=== RECORDS SUPPLIED ===

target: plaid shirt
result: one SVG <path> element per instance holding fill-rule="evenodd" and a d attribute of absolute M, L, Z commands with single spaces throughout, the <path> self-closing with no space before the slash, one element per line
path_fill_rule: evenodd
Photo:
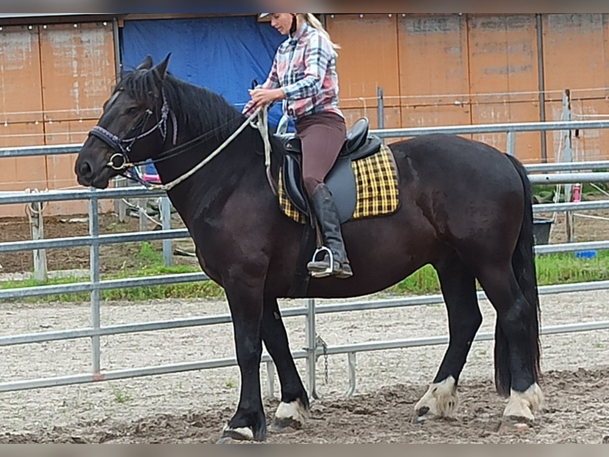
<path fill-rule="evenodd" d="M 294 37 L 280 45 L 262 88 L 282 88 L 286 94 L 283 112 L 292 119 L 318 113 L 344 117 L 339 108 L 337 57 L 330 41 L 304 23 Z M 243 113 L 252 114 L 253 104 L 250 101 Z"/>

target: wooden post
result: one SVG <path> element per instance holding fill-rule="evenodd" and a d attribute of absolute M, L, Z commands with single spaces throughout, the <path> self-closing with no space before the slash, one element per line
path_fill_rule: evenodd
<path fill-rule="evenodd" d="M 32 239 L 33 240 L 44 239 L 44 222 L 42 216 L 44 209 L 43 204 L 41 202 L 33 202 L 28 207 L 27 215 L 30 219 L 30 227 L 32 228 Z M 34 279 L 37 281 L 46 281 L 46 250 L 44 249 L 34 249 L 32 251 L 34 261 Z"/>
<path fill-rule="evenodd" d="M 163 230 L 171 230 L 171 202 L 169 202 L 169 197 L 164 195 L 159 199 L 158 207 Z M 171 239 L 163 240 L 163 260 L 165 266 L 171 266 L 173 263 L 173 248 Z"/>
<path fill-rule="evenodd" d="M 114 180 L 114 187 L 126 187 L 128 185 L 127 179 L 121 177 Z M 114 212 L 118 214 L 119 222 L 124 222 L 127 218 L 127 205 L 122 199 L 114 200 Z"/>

===

● TASK REQUIREMENTS
Rewrite all the items with "single spaces" replaced by "one space", keeping everything else unchanged and omitting the pictures.

● EXPECTED ANSWER
target: plaid shirt
result: one SVG <path> element per instance holding fill-rule="evenodd" and a d attribute of absolute M, L, Z commands with one space throughout, the <path> self-closing with no space before the slash, one element per line
path_fill_rule: evenodd
Photo:
<path fill-rule="evenodd" d="M 294 37 L 280 45 L 262 88 L 282 88 L 286 94 L 283 112 L 292 119 L 318 113 L 344 117 L 339 108 L 337 57 L 330 41 L 304 23 Z M 243 113 L 252 114 L 253 104 L 250 101 Z"/>

target: wooden post
result: one SVG <path> element per instance holding fill-rule="evenodd" and a d attribute of absolute M, L, Z commands with one space throughout, the <path> self-closing with no space before the slash, one element per line
path_fill_rule: evenodd
<path fill-rule="evenodd" d="M 32 239 L 33 240 L 44 239 L 44 222 L 42 216 L 44 209 L 43 204 L 41 202 L 33 202 L 28 207 L 27 215 L 30 219 L 30 227 L 32 228 Z M 34 279 L 37 281 L 46 281 L 46 250 L 44 249 L 34 249 L 32 251 L 34 261 Z"/>
<path fill-rule="evenodd" d="M 163 230 L 171 230 L 171 202 L 169 202 L 169 197 L 164 195 L 159 199 L 158 207 Z M 171 239 L 163 240 L 163 260 L 165 266 L 171 266 L 173 263 L 173 248 Z"/>
<path fill-rule="evenodd" d="M 114 180 L 114 187 L 126 187 L 128 185 L 127 179 L 121 177 Z M 114 212 L 118 214 L 119 222 L 124 222 L 127 218 L 127 205 L 122 199 L 114 200 Z"/>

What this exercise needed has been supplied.